→ **Records for the task**:
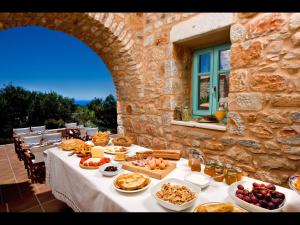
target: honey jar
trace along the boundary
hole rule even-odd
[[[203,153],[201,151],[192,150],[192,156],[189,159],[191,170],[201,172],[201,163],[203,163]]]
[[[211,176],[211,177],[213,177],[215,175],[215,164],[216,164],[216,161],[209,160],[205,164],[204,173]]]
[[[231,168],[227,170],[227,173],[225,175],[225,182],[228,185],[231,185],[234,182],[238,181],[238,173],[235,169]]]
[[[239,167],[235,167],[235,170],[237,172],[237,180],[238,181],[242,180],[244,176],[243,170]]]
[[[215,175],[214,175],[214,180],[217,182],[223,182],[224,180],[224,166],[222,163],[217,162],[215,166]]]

→ **Stated task**: Can you copy all of the data above character for character, leaving out the picture?

→ **Answer to the task**:
target: honey jar
trace along the boundary
hole rule even-odd
[[[203,153],[201,151],[192,150],[192,156],[189,159],[191,170],[201,172],[201,163],[203,163]]]
[[[211,176],[211,177],[213,177],[215,175],[215,164],[216,164],[216,161],[209,160],[205,164],[204,173]]]
[[[231,168],[227,170],[227,173],[225,175],[225,182],[228,185],[231,185],[234,182],[238,181],[238,173],[235,169]]]
[[[239,167],[235,167],[235,170],[237,172],[237,180],[238,181],[242,180],[244,176],[243,170]]]
[[[215,175],[214,175],[214,180],[217,182],[223,182],[224,180],[224,166],[222,163],[217,162],[215,166]]]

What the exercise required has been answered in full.